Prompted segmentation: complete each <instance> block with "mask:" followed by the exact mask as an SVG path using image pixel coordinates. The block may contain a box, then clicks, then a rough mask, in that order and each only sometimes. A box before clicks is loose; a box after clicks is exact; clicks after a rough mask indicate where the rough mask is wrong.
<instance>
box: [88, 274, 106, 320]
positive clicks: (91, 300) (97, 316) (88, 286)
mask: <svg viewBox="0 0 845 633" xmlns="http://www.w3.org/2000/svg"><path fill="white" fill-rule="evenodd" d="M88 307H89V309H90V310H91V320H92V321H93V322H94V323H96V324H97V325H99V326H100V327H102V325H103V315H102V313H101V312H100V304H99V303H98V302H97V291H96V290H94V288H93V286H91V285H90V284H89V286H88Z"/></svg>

━━━━━━━━

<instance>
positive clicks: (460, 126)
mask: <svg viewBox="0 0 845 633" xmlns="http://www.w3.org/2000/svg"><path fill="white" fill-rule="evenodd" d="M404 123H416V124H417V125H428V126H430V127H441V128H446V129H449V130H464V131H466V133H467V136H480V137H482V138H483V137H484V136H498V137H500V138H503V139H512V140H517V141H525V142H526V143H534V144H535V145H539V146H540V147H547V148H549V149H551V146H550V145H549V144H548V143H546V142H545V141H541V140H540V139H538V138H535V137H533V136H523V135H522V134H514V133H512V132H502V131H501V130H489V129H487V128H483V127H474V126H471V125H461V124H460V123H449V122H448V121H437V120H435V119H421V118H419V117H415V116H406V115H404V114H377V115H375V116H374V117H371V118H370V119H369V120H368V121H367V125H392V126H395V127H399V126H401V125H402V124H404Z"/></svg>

━━━━━━━━

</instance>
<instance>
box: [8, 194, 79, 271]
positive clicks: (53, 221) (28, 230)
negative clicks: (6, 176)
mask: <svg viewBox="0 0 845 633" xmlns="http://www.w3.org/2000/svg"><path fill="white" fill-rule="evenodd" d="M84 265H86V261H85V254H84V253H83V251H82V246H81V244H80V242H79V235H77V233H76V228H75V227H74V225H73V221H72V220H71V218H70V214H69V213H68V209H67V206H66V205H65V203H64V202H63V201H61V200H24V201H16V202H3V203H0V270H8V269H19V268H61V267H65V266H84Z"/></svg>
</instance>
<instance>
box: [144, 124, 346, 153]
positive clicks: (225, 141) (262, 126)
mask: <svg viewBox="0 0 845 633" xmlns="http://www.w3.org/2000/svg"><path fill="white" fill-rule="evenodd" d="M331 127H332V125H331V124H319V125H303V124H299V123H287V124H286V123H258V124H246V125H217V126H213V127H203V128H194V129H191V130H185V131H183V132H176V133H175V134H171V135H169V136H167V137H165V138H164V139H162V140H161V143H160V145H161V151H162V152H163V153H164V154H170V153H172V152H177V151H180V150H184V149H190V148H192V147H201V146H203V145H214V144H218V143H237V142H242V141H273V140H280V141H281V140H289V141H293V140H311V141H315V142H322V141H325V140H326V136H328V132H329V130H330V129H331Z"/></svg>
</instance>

━━━━━━━━

- Task directions: Above is a listing; print exactly its lines from the one with "negative clicks: (6, 176)" through the one with "box: [144, 124, 346, 153]", and no other lines.

- Result of the exercise:
negative clicks: (6, 176)
mask: <svg viewBox="0 0 845 633" xmlns="http://www.w3.org/2000/svg"><path fill="white" fill-rule="evenodd" d="M84 265H86V261H85V254H84V253H83V251H82V246H81V244H80V242H79V235H77V233H76V228H75V227H74V225H73V221H72V220H71V218H70V214H69V213H68V209H67V206H66V205H65V203H64V202H63V201H61V200H24V201H16V202H3V203H0V270H8V269H19V268H61V267H65V266H84Z"/></svg>
</instance>
<instance>
box: [144, 124, 346, 153]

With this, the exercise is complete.